Provided material »

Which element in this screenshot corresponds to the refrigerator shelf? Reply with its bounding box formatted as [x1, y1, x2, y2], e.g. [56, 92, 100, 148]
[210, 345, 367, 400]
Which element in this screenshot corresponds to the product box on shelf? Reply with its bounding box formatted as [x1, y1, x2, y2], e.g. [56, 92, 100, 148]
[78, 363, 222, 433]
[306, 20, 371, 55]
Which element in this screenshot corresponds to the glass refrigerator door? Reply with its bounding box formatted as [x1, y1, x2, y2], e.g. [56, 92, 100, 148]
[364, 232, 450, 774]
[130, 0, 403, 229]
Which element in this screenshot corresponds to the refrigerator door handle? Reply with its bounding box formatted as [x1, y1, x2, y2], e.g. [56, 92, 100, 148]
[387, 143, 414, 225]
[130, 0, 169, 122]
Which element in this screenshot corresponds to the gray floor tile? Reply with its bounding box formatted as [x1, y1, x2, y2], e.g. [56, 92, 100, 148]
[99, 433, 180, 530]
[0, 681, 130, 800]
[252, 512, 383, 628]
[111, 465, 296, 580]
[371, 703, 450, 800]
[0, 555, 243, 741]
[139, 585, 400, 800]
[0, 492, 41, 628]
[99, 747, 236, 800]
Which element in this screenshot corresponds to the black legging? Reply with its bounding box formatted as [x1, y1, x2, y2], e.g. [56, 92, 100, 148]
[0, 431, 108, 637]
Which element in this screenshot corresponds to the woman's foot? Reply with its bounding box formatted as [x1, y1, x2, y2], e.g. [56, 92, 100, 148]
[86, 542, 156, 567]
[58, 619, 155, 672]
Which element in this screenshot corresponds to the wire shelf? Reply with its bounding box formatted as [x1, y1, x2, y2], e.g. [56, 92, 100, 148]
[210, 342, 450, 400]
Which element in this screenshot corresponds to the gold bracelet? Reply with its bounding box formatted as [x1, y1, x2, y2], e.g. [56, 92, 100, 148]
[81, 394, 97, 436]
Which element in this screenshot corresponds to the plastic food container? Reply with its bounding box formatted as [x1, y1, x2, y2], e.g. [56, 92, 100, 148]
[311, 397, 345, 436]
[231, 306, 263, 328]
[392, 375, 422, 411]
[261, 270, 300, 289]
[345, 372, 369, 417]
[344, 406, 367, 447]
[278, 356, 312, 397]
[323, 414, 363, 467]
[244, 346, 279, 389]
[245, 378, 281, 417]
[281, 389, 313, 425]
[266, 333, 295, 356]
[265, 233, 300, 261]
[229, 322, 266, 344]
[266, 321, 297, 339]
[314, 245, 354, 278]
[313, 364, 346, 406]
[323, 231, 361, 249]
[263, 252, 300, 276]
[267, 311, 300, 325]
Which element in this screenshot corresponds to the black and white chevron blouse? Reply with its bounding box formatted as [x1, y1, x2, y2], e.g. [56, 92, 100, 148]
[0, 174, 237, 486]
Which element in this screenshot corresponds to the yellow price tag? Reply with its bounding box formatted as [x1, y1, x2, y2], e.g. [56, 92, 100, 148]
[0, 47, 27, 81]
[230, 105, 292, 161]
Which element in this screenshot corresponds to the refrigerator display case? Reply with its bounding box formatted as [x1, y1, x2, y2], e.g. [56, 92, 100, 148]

Stated exercise » Starting at the first line of the items and continuing up to and including the line with "[99, 747, 236, 800]", arrange those lines as a numbered list, leaving out any blank lines.

The result »
1. Which element in this screenshot corresponds to the refrigerator shelf? Reply with its bounding box formatted as [x1, y1, x2, y2], e.g. [56, 92, 100, 148]
2. [210, 345, 367, 400]
3. Which element in this screenshot corresponds to the product box on shelf? Reply with its bounding box formatted as [x1, y1, x2, y2], e.g. [56, 92, 100, 148]
4. [78, 363, 222, 433]
5. [306, 20, 371, 55]
6. Which element in this screenshot corresponds to the glass refrigerator door? Reply with its bounding box formatted as [x1, y1, x2, y2], e.g. [56, 92, 100, 148]
7. [364, 232, 450, 774]
8. [130, 0, 403, 229]
9. Which element in this screenshot corresponds to the refrigerator door handle? Reply with its bounding box formatted as [x1, y1, x2, y2], e.g. [56, 92, 100, 148]
10. [387, 143, 414, 225]
11. [130, 0, 169, 122]
12. Which element in this screenshot corresponds to the gray floor tile? Reply with its bounding box formatted as [x1, y1, x2, y2], e.g. [56, 92, 100, 148]
13. [99, 433, 180, 530]
14. [0, 681, 130, 800]
15. [252, 512, 383, 628]
16. [111, 465, 296, 580]
17. [371, 703, 450, 800]
18. [0, 555, 243, 741]
19. [139, 585, 400, 800]
20. [0, 492, 41, 628]
21. [99, 747, 236, 800]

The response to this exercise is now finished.